The Fed appears unconcerned with reserve scarcity at this point. NY Fed SOMA manager Roberto Perli laid out a full-steam-ahead assessment of the current QT regime in a speech on Oct 10, with balance sheet reduction "proceeding smoothly" with "no significant disruptions to financial or funding markets". That includes the post-debt limit crisis shift away from ON RRP into t-bills, in which "rate control remained flawless".

  • While he noted the SOMA desk will carefully monitor conditions, "all indications are that reserves today remain abundant."
  • Potentially of interest are the metrics the Desk will use to spot potential scarcity in reserves, including "Spreads of private overnight market rates relative to administered rates; The relationship between those spreads and changes in reserve balances; The composition of borrowers in fed funds and other money markets; Changes in advance demand from FHLB member banks; The distribution of reserve balances."

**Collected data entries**
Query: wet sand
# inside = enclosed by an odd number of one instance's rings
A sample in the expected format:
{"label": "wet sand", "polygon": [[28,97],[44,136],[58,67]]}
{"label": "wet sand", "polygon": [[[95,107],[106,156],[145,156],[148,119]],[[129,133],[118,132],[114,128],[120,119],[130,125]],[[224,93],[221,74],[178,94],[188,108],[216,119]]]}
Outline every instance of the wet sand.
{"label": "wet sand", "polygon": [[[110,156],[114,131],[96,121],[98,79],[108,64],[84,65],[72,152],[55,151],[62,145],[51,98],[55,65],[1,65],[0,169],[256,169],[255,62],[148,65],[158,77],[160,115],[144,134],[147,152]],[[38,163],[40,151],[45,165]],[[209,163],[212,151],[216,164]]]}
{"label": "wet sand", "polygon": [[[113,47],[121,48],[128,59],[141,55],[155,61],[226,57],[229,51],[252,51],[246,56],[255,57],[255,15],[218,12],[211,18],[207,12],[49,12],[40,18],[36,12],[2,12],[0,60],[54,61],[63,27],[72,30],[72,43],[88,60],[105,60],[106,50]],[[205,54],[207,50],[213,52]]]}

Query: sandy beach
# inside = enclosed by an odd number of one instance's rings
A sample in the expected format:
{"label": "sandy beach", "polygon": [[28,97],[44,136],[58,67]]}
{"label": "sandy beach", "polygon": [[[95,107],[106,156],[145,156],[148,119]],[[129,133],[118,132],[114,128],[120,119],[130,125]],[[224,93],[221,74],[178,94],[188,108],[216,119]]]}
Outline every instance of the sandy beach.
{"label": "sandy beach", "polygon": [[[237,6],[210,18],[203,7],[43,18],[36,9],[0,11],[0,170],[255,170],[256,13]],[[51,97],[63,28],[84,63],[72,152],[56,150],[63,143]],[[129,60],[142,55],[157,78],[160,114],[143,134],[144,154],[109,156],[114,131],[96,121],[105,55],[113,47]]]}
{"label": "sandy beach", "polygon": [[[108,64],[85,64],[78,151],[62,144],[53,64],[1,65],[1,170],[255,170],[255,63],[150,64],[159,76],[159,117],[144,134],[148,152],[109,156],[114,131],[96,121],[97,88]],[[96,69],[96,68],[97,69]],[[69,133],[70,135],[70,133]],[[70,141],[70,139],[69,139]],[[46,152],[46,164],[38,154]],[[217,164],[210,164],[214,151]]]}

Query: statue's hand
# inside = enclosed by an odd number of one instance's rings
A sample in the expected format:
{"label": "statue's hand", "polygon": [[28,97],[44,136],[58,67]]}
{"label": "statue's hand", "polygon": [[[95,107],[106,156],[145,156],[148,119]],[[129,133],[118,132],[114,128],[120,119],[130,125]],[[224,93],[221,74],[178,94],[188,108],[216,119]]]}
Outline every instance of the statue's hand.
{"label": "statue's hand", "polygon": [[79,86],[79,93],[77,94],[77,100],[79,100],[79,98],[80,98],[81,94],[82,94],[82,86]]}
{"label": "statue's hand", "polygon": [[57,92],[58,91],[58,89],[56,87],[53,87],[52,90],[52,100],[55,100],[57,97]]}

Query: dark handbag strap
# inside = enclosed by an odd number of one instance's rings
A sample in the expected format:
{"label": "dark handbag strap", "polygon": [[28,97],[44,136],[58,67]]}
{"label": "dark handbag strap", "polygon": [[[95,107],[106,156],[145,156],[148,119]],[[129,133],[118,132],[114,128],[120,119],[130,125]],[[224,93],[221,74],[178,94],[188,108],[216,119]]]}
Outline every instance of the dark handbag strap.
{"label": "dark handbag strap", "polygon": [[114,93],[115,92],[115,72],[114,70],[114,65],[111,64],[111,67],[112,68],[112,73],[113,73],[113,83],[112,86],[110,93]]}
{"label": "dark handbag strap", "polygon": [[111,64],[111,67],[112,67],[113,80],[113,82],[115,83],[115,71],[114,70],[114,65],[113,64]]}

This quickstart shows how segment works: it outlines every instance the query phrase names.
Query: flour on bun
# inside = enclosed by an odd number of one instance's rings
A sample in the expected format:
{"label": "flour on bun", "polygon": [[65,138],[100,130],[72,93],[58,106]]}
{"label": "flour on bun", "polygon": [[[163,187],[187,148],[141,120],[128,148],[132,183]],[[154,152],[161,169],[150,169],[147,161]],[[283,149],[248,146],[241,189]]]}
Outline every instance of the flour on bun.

**Set task 1**
In the Fed reserves passage, on what date did Roberto Perli give his speech?
**Set task 2**
Decide whether each statement agrees with the Fed reserves passage. Answer yes or no, and quote the passage's deciding words.
(a) Perli said balance sheet reduction had caused significant disruptions to funding markets.
(b) Perli said reserves today remain abundant.
(c) Changes in advance demand from FHLB member banks are among the metrics the Desk will use to spot scarcity in reserves.
**Set task 3**
Continue the Fed reserves passage from the point where it stops.
The items are material separate from the Fed reserves passage.

**Task answer 1**
Oct 10.

**Task answer 2**
(a) No: "no significant disruptions to financial or funding markets"
(b) Yes: "all indications are that reserves today remain abundant."
(c) Yes: "Changes in advance demand from FHLB member banks"

**Task answer 3**
  • These are similar to the indicators MNI has pointed out as important in tracking reserve scarcity.
  • As recently as June we'd seen some analysts eyeing reserve scarcity being a concern as soon as Q4 of this year amid the Treasury's post debt-limit cash rebuild, concerns about bank deposit flight, and QT, but that isn't materializing and as Perli notes, the Fed isn't worried about it at this point. Indeed reserves have been remarkably steady above $3T over the past year despite ongoing QT.